[Supplied information]

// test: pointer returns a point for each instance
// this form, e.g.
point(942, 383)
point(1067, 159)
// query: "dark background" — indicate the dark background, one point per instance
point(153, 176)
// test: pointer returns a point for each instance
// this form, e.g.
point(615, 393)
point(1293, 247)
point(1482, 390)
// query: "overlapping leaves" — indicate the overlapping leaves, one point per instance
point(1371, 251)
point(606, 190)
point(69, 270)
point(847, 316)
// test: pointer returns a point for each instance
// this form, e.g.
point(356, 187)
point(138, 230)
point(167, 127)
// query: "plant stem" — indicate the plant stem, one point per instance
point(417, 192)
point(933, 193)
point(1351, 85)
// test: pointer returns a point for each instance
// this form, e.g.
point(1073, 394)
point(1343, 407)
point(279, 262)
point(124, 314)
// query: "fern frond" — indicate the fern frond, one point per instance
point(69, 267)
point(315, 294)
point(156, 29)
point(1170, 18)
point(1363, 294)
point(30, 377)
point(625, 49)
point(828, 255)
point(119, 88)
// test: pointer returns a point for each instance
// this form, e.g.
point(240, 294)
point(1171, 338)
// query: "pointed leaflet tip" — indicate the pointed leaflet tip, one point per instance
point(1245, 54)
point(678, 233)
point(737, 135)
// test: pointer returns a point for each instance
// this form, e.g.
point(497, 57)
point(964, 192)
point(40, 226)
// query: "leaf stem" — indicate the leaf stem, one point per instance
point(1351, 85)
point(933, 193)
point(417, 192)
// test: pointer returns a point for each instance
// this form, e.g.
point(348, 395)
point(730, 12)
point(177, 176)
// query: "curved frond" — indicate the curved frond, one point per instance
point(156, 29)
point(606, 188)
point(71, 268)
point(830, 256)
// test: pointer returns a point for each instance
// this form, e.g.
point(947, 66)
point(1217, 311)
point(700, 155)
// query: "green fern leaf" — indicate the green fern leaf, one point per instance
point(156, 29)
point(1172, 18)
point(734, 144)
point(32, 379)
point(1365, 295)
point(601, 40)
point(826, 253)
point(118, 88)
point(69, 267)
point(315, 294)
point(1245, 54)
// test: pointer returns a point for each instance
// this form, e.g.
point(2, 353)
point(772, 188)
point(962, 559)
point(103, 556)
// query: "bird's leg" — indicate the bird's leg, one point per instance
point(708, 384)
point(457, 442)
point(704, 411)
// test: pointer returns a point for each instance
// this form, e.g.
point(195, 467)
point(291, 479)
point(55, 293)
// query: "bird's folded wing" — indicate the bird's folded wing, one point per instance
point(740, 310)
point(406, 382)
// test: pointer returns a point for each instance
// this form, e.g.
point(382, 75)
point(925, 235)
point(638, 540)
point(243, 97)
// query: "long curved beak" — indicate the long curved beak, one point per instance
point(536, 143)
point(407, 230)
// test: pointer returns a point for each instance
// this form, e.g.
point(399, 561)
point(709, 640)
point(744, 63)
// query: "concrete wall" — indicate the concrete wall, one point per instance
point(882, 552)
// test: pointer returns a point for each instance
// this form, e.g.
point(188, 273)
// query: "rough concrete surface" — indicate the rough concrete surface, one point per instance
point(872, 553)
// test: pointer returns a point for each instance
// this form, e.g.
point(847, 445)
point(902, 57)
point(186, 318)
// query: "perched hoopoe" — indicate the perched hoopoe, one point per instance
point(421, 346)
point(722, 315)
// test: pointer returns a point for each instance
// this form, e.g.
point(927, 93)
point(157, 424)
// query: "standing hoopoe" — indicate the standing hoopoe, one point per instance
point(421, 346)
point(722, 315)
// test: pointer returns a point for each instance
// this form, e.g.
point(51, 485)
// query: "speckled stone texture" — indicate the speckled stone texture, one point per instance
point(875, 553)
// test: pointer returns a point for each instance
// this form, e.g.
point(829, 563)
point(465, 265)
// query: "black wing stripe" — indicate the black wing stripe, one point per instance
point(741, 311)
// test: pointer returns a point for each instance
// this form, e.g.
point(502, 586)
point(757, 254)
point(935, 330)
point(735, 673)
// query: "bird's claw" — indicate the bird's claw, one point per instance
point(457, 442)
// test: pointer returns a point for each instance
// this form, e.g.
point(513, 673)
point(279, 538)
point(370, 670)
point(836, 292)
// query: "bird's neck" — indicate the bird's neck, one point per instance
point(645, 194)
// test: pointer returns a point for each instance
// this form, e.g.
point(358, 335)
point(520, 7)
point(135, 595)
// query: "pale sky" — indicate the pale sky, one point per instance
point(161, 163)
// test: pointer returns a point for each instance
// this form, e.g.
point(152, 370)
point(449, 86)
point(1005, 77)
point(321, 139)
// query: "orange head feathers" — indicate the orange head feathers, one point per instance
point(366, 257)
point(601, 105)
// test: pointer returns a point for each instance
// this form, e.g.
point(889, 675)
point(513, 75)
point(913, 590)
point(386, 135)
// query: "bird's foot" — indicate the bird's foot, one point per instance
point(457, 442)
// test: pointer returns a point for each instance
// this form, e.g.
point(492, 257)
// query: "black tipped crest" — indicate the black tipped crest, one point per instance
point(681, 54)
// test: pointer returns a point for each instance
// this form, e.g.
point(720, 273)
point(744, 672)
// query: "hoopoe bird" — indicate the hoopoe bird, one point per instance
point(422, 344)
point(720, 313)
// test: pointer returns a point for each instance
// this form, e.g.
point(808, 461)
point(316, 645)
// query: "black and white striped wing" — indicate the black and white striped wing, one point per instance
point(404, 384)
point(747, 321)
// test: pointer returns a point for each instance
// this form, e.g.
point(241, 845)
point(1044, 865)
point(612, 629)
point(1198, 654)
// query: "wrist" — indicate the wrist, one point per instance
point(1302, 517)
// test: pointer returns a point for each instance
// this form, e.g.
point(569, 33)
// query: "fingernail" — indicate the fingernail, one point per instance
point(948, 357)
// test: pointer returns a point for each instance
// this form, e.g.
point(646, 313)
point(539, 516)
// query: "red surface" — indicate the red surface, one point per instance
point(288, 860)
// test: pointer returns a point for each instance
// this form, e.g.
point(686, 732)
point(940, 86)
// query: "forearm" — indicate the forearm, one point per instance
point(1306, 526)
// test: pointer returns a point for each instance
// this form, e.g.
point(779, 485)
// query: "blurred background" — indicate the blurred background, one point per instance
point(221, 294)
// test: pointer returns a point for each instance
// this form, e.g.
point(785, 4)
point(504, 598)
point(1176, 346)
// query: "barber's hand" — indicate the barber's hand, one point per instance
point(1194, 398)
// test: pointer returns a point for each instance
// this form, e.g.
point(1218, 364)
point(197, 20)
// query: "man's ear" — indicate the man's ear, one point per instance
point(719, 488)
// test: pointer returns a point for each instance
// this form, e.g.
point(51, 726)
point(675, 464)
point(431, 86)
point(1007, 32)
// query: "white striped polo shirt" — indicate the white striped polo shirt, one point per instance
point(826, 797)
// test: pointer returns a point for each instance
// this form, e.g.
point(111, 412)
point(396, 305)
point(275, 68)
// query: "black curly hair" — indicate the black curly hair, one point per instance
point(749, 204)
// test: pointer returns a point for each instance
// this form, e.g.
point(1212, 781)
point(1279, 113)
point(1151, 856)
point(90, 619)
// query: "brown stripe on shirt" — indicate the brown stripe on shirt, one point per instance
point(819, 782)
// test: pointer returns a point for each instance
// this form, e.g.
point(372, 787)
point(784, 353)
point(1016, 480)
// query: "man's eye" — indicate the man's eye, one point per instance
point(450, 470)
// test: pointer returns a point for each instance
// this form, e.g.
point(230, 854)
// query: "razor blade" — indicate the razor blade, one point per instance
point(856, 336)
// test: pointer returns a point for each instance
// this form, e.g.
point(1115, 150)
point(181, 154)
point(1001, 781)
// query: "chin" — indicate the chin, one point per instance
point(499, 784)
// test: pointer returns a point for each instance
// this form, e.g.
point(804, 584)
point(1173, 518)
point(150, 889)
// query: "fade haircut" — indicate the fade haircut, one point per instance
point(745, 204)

[/Supplied information]

[Instructions for the task]: Retype the portion of the data above that starts on the line with "point(399, 561)" and finishes on the line with "point(51, 485)", including both of those lines.

[Expected output]:
point(399, 561)
point(709, 640)
point(744, 63)
// query: "concrete wall" — indicate the concrete wall, one point per instance
point(882, 552)
// test: pointer returns a point for each instance
// this form, e.g.
point(188, 273)
// query: "rough concrete surface" — indicate the rough concrete surface, one point per instance
point(872, 553)
// test: pointer returns a point for each instance
// this form, e.g.
point(847, 445)
point(902, 57)
point(186, 318)
// query: "perched hoopoe" — indicate the perched hoopoe, one point per instance
point(421, 346)
point(722, 315)
// test: pointer returns a point for each instance
// this form, e.g.
point(927, 93)
point(157, 424)
// query: "standing hoopoe" — indicate the standing hoopoe, one point per instance
point(421, 346)
point(722, 315)
// test: pointer returns a point for each instance
// this form, e.g.
point(51, 485)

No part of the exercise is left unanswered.